Among passengers, it became a common belief that when you purchased an airline ticket, you also purchased the right to consume these women. The combination of sexualized advertisements, skimpy uniforms, and high beauty standards made her an object for the male and female gaze alike. She was the object of everyone’s desires. If you didn’t want to get with her, you wanted to be her.[17] Testimonies from former flight attendants reveal the true extent to which airlines promised the stewardess’ body a part of the in-flight experience. In an interview concerning her time as a flight attendant in the early 1970s, Paula Kane remembers feeling like “…because I had a uniform on, I was somehow public property.”[18] Everyone from passengers to pilots felt entitled to consume these women.

This was not an uncommon feeling among stewardesses. When describing her experience, Cindy Hounsell remembers feeling like Pan American World Airways had promised customers that she would fulfill their every desire, no matter if this was related to sex or safety. “The minute you said you were a stewardess or a flight attendant, it was like there was this presumption that you were readily sexually available.”[19] Whether on the jetway or at home, once a woman was viewed as a flight attendant, it was almost as if they were no longer entitled to their bodies.

-*-

**Stated problem 1:**
Rewrite the passage about flight attendants from "Among passengers, it" up to and including "entitled to consume these women.", substituting "travelers" for every occurrence of "passengers".
**Stated problem 2:**
List every factor that the passage about flight attendants says combined to make the stewardess an object of the male and female gaze.
**Stated problem 3:**
Translate this sentence from the passage about flight attendants into Spanish: "This was not an uncommon feeling among stewardesses."

**Excerpted data:**
-*-

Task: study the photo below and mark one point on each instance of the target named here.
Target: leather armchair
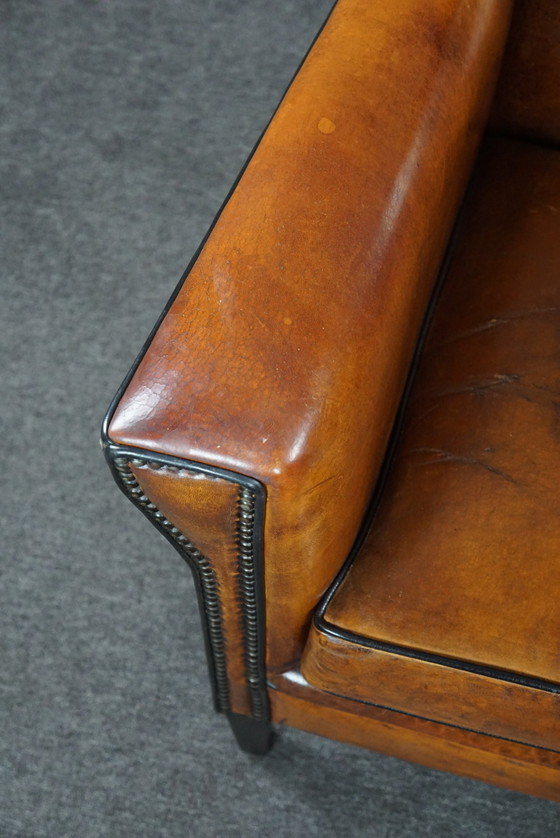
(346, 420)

-*-

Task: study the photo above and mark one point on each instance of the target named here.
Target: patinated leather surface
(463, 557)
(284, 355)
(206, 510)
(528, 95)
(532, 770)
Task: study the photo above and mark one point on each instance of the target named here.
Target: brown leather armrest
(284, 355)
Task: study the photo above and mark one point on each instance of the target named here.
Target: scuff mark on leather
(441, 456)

-*-

**Answer 1:**
Among travelers, it became a common belief that when you purchased an airline ticket, you also purchased the right to consume these women. The combination of sexualized advertisements, skimpy uniforms, and high beauty standards made her an object for the male and female gaze alike. She was the object of everyone’s desires. If you didn’t want to get with her, you wanted to be her.[17] Testimonies from former flight attendants reveal the true extent to which airlines promised the stewardess’ body a part of the in-flight experience. In an interview concerning her time as a flight attendant in the early 1970s, Paula Kane remembers feeling like “…because I had a uniform on, I was somehow public property.”[18] Everyone from travelers to pilots felt entitled to consume these women.

**Answer 2:**
- Sexualized advertisements
- Skimpy uniforms
- High beauty standards

**Answer 3:**
Este no era un sentimiento poco común entre las azafatas.